- _节选_
⁂
• 热门专题

博客园的模拟登陆(SimulatedLogin)

作者:  发布日期:2016-08-22 21:24:40
Tag标签:博客  
  • 查看正常情况下登录博客园时本地浏览器向博客园的服务器发送的数据 依据上一步得到的由本地浏览器发送给博客园服务器的数据包内容进行模拟登陆 scrapy模拟登陆博客园 Reference

    1.查看正常情况下登录博客园时本地浏览器向博客园的服务器发送的数据

    首先打开博客园登录界面,填入登录用户名和密码,按快捷键 Ctrl+Alt+I 打开开发者管理器,然后点击登录 按钮,则可以在开发者管理器里看到发送的数据包内容。
    这里写图片描述

    数据包内容的查看位置如下图所示。
    这里写图片描述

    下面贴出了该数据包的内容

    1.  General
        1.  Remote Address:121.199.251.55:80
        2.  Request URL:http://passport.cnblogs.com/login.aspx?ReturnUrl=http%3a%2f%2fwww.cnblogs.com%2f
        3.  Request Method:POST
        4.  Status Code:302 Found
    2.  Response Headers
        1.  Cache-Control:private
        2.  Connection:keep-alive
        3.  Content-Length:140
        4.  Content-Type:text/html; charset=utf-8
        5.  Date:Sat, 28 Mar 2015 11:14:18 GMT
        6.  Location:http://www.cnblogs.com/
        7.  Set-Cookie:.DottextCookie=8D07D4D6449D629F475F84028369F871661B6C9E8F77305038D6236B5A4E3F33E1803C65D52DAD18CEDE4F4DB0B530179489D11B1F92DA7D78506AAF3570BEC0DA8C283662326F44679A88D01E09F53AA243908301C66E1617CE5B183682D93B5F7B9843AF0945B4CC825AE1A989A536F79D6C434111BF40ADE21D90A2918901BE2AC17F688B210A274DAE79; domain=.cnblogs.com; path=/; HttpOnly
        8.  Set-Cookie:SERVERID=9b2e527de1fc6430919cfb3051ec3e6c|1427541258|1427541244;Path=/
        9.  X-AspNet-Version:4.0.30319
        10. X-Powered-By:ASP.NET
        11. X-UA-Compatible:IE=10
    3.  Request Headers
        1.  Accept:text/html,application/xhtml+xml,application/xml;q=0.9,image/webp,*/*;q=0.8
        2.  Accept-Encoding:gzip, deflate
        3.  Accept-Language:en-US,en;q=0.8
        4.  Cache-Control:max-age=0
        5.  Connection:keep-alive
        6.  Content-Length:503
        7.  Content-Type:application/x-www-form-urlencoded
        8.  Cookie:__gads=ID=5f799eb5ff8a0d1c:T=1426060996:S=ALNI_MY3SIyB9wH3MOArdyDiV2aA15B-5w; _gat=1; _ga=GA1.2.327332698.1426074473; SERVERID=9b2e527de1fc6430919cfb3051ec3e6c|1427541248|1427541244
        9.  Host:passport.cnblogs.com
        10. Origin:http://passport.cnblogs.com
        11. Referer:http://passport.cnblogs.com/login.aspx?ReturnUrl=http%3A%2F%2Fwww.cnblogs.com%2F
        12. User-Agent:Mozilla/5.0 (Windows NT 6.1) AppleWebKit/537.36 (KHTML, like Gecko) Chrome/41.0.2272.101 Safari/537.36
    4.  Query String Parameters
        1.  ReturnUrl:http://www.cnblogs.com/
    5.  Form Dataview sourceview URL encoded
        1.  __EVENTTARGET:
        2.  __EVENTARGUMENT:
        3.  __VIEWSTATE:/wEPDwUKLTM1MjEzOTU2MGQYAQUeX19Db250cm9sc1JlcXVpcmVQb3N0QmFja0tleV9fFgEFC2Noa1JlbWVtYmVy4b/ZXiH+8FthXlmKpjSEgi7XBNU=
        4.  __VIEWSTATEGENERATOR:C2EE9ABB
        5.  __EVENTVALIDATION:/wEdAAUIqCk3Gcmu25zI9fQWqoC7hI6Xi65hwcQ8/QoQCF8JIahXufbhIqPmwKf992GTkd0wq1PKp6+/1yNGng6H71Uxop4oRunf14dz2Zt2+QKDEM3sbzJLySdZoy08+/dzW8VF2on0
        6.  tbUserName:golden1314521@gmail.com
        7.  tbPassword:真实的密码
        8.  btnLogin:登 录
        9.  txtReturnUrl:http://www.cnblogs.com/
    

    该部分的工作就是用自己写的程序模拟本地浏览器来登陆服务器。
⁂
(存储的数据)
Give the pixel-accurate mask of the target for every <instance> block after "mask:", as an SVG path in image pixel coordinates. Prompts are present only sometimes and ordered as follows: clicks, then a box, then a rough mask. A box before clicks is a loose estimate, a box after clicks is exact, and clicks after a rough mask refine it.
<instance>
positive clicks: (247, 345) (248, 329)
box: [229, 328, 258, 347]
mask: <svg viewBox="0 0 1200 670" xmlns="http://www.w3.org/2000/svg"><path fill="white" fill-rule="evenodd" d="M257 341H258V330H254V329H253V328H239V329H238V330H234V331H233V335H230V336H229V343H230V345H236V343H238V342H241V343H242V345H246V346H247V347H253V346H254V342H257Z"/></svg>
⁂
- _任务内容_
(1) 列出博客园模拟登陆文章中数据包“General”一项下的全部字段名。
(2) 请从博客园模拟登陆文章的结尾处接着往下写。

- _各题答案_
(1) Remote Address、Request URL、Request Method、Status Code

(2)
    Python程序如下:

    import time,urllib2,urllib
    
    followeespagecontent = ''
    
    try:
        #设置 cookie
        cookies = urllib2.HTTPCookieProcessor()
        opener = urllib2.build_opener(cookies)
        urllib2.install_opener(opener)
    
        #下面的数据都是从上一步得到的
        parms = {'tbUserName':'golden1314521@gmail.com','tbPassword':'真实的用户密码','__EVENTTARGET':'btnLogin','__EVENTARGUMENT':'',
                 '__VIEWSTATE':'/wEPDwUKLTM1MjEzOTU2MGQYAQUeX19Db250cm9sc1JlcXVpcmVQb3N0QmFja0tleV9fFgEFC2Noa1JlbWVtYmVy4b/ZXiH+8FthXlmKpjSEgi7XBNU=',
                 '__EVENTVALIDATION':'/wEdAAUIqCk3Gcmu25zI9fQWqoC7hI6Xi65hwcQ8/QoQCF8JIahXufbhIqPmwKf992GTkd0wq1PKp6+/1yNGng6H71Uxop4oRunf14dz2Zt2+QKDEM3sbzJLySdZoy08+/dzW8VF2on0',
                 'txtReturnUrl':'http://www.cnblogs.com/'}
        loginUrl = 'http://passport.cnblogs.com/login.aspx?ReturnUrl=http%3A%2F%2Fwww.cnblogs.com%2F'
        login = urllib2.urlopen(loginUrl,urllib.urlencode(parms))
    
        #验证是否登录成功。如果登录成功,则能读取用户的好友信息所在的页面。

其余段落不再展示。